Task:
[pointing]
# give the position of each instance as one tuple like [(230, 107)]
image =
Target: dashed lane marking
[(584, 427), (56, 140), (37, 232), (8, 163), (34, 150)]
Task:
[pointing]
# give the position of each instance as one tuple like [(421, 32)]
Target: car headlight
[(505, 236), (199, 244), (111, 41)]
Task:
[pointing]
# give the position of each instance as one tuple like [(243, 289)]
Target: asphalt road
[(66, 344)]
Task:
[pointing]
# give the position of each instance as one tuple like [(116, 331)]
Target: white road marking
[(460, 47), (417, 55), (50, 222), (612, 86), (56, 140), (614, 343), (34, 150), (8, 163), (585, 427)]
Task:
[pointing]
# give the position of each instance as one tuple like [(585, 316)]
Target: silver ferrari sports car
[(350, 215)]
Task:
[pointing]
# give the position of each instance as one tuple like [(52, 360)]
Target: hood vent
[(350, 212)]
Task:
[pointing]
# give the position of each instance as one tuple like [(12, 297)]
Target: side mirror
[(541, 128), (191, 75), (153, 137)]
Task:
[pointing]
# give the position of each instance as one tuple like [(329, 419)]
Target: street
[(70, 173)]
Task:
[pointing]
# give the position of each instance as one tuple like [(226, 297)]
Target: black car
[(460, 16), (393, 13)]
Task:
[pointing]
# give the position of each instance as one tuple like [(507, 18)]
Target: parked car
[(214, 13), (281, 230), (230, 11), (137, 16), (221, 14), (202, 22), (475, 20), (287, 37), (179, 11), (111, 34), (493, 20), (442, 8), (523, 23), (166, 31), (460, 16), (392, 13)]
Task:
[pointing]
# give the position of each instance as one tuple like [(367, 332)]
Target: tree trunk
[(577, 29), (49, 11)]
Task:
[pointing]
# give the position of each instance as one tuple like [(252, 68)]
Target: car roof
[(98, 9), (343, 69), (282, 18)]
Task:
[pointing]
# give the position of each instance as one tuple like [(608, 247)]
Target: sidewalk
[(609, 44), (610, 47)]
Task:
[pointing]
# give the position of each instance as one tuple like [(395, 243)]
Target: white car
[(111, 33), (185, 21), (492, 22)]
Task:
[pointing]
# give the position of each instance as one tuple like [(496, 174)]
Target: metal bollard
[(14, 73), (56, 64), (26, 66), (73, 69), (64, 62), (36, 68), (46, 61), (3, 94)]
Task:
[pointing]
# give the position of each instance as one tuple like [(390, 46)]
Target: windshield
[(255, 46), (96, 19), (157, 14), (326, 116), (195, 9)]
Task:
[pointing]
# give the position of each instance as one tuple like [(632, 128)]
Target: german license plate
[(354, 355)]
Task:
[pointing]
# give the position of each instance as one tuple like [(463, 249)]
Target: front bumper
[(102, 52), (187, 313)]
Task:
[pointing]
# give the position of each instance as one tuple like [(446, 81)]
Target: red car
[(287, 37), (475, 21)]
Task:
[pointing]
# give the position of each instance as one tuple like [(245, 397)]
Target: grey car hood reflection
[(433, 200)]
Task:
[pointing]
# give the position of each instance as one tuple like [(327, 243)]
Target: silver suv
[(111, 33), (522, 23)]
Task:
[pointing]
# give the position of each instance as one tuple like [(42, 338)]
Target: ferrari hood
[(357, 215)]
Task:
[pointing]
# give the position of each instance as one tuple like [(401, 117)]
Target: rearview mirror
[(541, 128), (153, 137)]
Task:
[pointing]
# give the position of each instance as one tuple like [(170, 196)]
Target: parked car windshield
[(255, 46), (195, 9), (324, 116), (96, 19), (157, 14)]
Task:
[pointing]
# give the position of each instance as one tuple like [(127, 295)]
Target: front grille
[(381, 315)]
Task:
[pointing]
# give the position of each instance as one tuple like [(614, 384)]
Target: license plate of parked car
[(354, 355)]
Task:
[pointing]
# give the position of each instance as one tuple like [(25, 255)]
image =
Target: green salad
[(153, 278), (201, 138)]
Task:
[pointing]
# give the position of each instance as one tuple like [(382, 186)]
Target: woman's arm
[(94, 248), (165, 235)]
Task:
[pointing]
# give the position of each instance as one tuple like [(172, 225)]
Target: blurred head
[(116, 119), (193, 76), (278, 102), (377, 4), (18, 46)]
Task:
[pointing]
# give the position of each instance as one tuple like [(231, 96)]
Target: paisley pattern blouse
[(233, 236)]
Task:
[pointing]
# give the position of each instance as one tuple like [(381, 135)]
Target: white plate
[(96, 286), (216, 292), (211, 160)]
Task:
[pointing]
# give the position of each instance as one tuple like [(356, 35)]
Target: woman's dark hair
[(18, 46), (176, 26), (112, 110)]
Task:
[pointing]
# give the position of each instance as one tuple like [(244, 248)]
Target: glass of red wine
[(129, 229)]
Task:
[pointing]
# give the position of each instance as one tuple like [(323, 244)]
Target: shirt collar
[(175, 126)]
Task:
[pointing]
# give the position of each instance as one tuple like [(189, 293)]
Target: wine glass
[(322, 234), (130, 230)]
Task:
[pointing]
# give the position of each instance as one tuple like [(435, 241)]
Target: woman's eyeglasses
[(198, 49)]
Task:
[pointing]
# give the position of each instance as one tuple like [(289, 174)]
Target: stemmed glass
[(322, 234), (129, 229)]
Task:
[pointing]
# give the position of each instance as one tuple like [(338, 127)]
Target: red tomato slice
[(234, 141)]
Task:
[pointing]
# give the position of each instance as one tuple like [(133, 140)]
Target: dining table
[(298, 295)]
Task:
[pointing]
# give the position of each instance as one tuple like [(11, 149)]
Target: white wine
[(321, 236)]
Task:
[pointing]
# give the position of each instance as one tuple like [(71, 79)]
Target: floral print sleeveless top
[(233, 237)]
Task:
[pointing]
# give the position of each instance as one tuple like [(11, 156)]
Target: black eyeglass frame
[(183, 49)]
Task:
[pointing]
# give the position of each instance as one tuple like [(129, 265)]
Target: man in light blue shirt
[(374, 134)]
━━━━━━
Mettez à l'échelle les données en partant de leur première ligne et jusqu'à la ligne contenant "[(70, 173)]", incluse, recopiées intégralement. Seules les coordonnées des réponses changent : multipliez-les par 0,45 et arrondissez-les à l'entier, les demis vers le haut.

Task:
[pointing]
# give the position of each instance as one tuple like [(230, 107)]
image =
Target: dashed lane marking
[(263, 192), (25, 63), (17, 104), (4, 73), (15, 68)]
Task:
[pointing]
# give the position of each instance as one tuple like [(421, 32)]
Target: car headlight
[(227, 106), (90, 110), (50, 18)]
Task:
[pointing]
# give the position of each instance as one tuple like [(243, 289)]
Target: asphalt road
[(30, 155)]
Task:
[pointing]
# give the position of each instance as one tuple like [(116, 331)]
Target: white road marking
[(207, 21), (188, 25), (23, 100), (275, 39), (25, 63), (276, 154), (15, 68), (4, 73), (263, 192)]
Task:
[pointing]
# give the position of each instance as one tuple like [(585, 316)]
Target: silver ferrari sports car
[(158, 97)]
Task:
[pointing]
# give the position of each instance as one tuple like [(52, 360)]
Target: hood vent
[(158, 95)]
Task:
[pointing]
# give the position of each instance as one tuple like [(12, 297)]
Target: side mirror
[(243, 58), (86, 34), (69, 62)]
Task:
[pointing]
# give the position of each instance as one tuple like [(329, 419)]
Target: street
[(32, 78)]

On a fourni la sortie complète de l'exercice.